[Start DATASET]

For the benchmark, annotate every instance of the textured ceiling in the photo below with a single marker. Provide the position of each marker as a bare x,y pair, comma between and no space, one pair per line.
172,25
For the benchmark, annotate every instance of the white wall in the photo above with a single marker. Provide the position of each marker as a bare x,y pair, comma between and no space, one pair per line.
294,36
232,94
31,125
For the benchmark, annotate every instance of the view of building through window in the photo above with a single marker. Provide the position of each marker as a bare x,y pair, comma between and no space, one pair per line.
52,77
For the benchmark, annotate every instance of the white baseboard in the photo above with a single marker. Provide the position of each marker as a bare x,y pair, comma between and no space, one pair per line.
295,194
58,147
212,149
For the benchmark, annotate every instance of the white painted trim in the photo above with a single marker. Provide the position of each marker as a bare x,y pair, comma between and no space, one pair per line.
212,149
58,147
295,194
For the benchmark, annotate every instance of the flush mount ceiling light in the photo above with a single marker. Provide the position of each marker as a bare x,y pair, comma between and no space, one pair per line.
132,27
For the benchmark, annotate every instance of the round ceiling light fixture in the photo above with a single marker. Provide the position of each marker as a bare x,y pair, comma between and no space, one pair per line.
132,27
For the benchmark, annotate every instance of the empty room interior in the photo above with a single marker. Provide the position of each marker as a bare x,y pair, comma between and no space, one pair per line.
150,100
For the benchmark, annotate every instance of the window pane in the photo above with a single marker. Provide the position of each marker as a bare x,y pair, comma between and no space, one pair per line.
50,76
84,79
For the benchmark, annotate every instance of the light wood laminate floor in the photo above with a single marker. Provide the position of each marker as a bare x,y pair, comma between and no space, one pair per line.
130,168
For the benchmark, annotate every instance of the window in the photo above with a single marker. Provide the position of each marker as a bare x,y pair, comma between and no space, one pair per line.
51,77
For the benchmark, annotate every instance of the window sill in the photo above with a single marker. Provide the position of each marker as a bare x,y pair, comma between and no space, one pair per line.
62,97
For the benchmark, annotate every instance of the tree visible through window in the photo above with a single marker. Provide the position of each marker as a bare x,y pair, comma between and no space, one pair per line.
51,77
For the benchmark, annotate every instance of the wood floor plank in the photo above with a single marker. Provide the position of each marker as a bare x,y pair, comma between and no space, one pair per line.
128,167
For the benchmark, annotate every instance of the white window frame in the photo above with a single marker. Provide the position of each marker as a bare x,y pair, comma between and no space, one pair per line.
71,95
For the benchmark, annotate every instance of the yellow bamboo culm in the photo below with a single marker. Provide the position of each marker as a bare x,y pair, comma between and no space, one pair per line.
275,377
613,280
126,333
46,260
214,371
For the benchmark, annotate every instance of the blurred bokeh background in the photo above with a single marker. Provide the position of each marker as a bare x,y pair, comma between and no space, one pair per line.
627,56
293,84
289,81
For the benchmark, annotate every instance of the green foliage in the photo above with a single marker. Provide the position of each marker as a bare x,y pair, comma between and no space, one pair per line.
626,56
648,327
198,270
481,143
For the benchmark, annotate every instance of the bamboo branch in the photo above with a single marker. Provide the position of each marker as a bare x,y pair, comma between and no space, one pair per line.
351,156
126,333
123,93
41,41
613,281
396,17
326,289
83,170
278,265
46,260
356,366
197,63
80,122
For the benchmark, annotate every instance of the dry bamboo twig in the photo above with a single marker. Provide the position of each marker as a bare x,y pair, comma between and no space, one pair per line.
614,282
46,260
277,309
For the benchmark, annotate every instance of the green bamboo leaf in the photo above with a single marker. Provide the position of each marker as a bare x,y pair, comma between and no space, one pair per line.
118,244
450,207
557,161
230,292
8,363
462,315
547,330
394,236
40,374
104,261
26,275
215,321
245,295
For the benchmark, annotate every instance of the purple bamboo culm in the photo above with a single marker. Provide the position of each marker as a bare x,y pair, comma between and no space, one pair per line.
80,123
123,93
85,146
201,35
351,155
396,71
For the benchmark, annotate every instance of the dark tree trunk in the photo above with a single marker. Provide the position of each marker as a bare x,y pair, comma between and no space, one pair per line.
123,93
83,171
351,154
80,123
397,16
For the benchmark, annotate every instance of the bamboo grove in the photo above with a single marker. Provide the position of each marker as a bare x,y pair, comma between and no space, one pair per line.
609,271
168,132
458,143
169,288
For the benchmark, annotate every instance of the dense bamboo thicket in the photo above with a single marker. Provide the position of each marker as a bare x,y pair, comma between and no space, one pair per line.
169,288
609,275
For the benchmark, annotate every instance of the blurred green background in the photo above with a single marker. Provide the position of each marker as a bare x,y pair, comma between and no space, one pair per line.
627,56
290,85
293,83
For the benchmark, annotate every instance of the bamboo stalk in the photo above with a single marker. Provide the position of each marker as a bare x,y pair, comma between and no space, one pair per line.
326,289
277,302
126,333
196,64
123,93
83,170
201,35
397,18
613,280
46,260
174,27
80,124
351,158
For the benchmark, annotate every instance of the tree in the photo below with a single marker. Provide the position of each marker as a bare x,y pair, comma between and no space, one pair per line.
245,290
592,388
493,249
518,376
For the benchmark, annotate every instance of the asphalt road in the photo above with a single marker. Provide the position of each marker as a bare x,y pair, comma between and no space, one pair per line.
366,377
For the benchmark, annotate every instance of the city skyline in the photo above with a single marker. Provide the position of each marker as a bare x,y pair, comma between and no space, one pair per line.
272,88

[End DATASET]

== EXERCISE OBJECTIVE ==
Rewrite the listing from the line containing "For the benchmark, annotate every instance of the tree in" through the end of the listing, substituting "paved street" for "asphalt road" and leaving everything else unchanged.

== SOLUTION TO THIS PROBLEM ==
For the benchmark, annotate every instance of the tree in the photo below with a single marker. Provide the position of each marker as a bare x,y pair, comma between and no space, one pair per line.
245,290
592,388
493,249
518,376
For the benchmark, annotate every instance of the paved street in the photo above with a single marker. Provide the position of each marker as a bare x,y pair, comma between and no space, one pair per line.
366,377
For the benchmark, annotate every instance of the city skyline in the photo above with a single marker. Provide the position of each marker as a bare x,y pair, comma between and no space, one pair per line.
272,88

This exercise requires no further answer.